Fragmento del texto:

▬▬▬

Hace unos años, un amigo me llamó y me dijo:
“Juntémonos a cenar”. El tono era serio y yo ya intuía la razón de la cena. Nos
encontramos en Callao y Rivadavia, en Congreso, y caminamos por calles cercanas
a Moreno. Era de noche y hablamos pavadas.
Llegamos ante una puerta que podría haber sido la de
una casa chorizo típica del área. Cuando mi amigo tocó el timbre, le
contestaron en japonés y él anunció que tenía una reserva hecha (los dos
aprendimos japonés en algún momento de nuestras vidas…cosas que pasan…). “Vas
a ver lo que es este lugar”, me dijo mi amigo a quien llamaré Roberto.
Nos abrieron la puerta, recorrimos un largo
pasillo, todo decorado en madera, con una luz tenue al fondo que iluminaba todo
el recorrido. Cuando ingresamos a la propiedad, al otro lado del pasaje, me di
cuenta que estábamos en un tradicional restaurant japonés, con sus boxes
individuales (serían unos 12, tres en cada pared) y en el centro había una gran
mesa de madera. Era un restaurant VIP porque nosotros dos éramos los únicos gaijins en el lugar y se sentía súper
exclusivo. Cuando le pregunté a mi muy rubio amigo cómo nos dejaron entrar, me
contestó: “Hago negocios seguido con ellos, les caigo bien y les dije que los
dos hablamos el idioma” (“hablamos” era una exageración, como mucho nos
podíamos manejar en un supermercado, pero bueh).
Nos sentamos en un box, miramos el menú, pedimos té
verde y sake para tomar, y una opción de sushi corrido. Por una cantidad
importante de dinero, teníamos vía libre para todo el sushi que quisiéramos
comer. Había mucho de que hablar y por consiguiente mucho por beber y comer.
La luz era lo suficientemente buena para ver y lo
suficientemente tenue para generar un clima calmo e íntimo. A nuestro alrededor
todos eran japoneses. Algunos de traje. Otros en pareja en una cita. Todos
susurraban, a los japoneses apenas se les oye hablar. La música era tradicional
y muy suave. Me sentía en Kill Bill y mi amigo tenía un semblante sombrío.
“No sé por dónde empezar”, me confesó.
“¿Sos feliz?”, le pregunté. Roberto no pudo evitar
sonreír.
- O sea que te diste cuenta.
- Hace años.
- ¿Cómo?
- Saliste con las mujeres más lindas que conozco y no
te importaban…y sos muy loca cuando bailas.
La carcajada de mi amigo cortó el silencio como una
espada samurai y cuando se acercó un mozo, ambos nos disculpamos con un “sumimasen”, sincero y con una leve reverencia.
Mi amigo me acababa de confesar su homosexualidad.
- “Are we ok, then?”, me dijo.
- Obvio, siempre lo intuí y además sos uno de mis
mejores amigos.

▬▬▬

Datos de origen:
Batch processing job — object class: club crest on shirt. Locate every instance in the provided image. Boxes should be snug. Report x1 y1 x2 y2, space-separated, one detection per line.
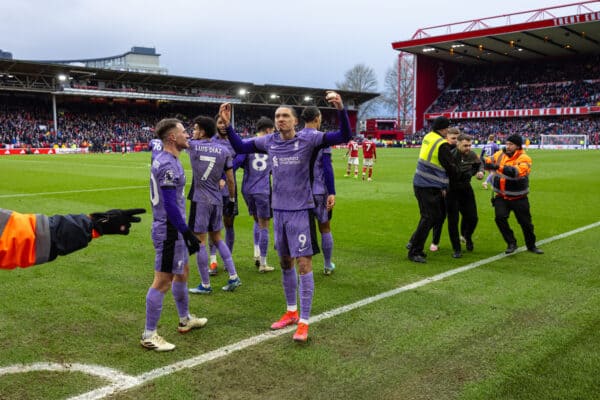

▬▬▬

Tus tareas:
1 - Haz una lista con todos los nombres de calles y barrios de la ciudad que aparecen en el relato de la cena en el restaurante japonés.
2 - Sigue escribiendo el relato de la cena en el restaurante japonés a partir de su última frase.

Respuestas:
1 -
Callao
Rivadavia
Congreso
Moreno

2 -
Y ahí apareció ella. Hacia la mesa central, se
acercó una japonesa de unos 22 años, corte carré, con flequillo y en bata,
descalza. Dejó caer la bata y se acostó desnuda sobre la mesa, boca arriba. Al
instante vinieron varios mozos, uno le apoyó una máscara que era como las del
teatro, esas mascarillas que te despersonalizan y te hacen un ser neutro,
mientras otros mozos le apoyaban distintas hojas verdes con distintos tipos de
sushi sobre la piel.
“She’s a sushi girl”, me comentó mi amigo. En
seguida muchos de los hombres que estaban de traje, se levantaron de sus boxes,
tomaron sus palillos personales y comenzaron a comer el sushi que estaba
apoyado sobre ella, como una delicada bandeja de piel blanca, pero sin mirarle
el traste o cómo los pechos de la japonesa se iban de costado. Era un acto de
sumisión y algo que se nos escapa, dentro de nuestras convenciones
occidentales. Yo no podía parar de mirar lo que estaba pasando.
“This is not ok”, me salió.
“No, it’s not”, me contestó Roberto. “Lo que no
quita que no sea interesante de testificar”, añadió mi amigo, que habiendo
salido del closet hacía tan poco, no podía parar de mirar el acto hipnótico que
estábamos presenciando. Estábamos en una película de yakuzas y nadie nos había avisado.
Cuando luego de un rato los comensales terminaron,
la chica permaneció acostada, inmóvil, aunque no estaba dormida porque sus
piernas estaban prolijas y no relajadas.
Continué hablando con Roberto, pero cada tanto
miraba hacia la mesa central para ver qué más pasaba. La “chica sushi” había
derrotado el “tema incómodo” a charlar, así que seguimos conversando de nuestra
vida y de quién era la actual pareja de Roberto.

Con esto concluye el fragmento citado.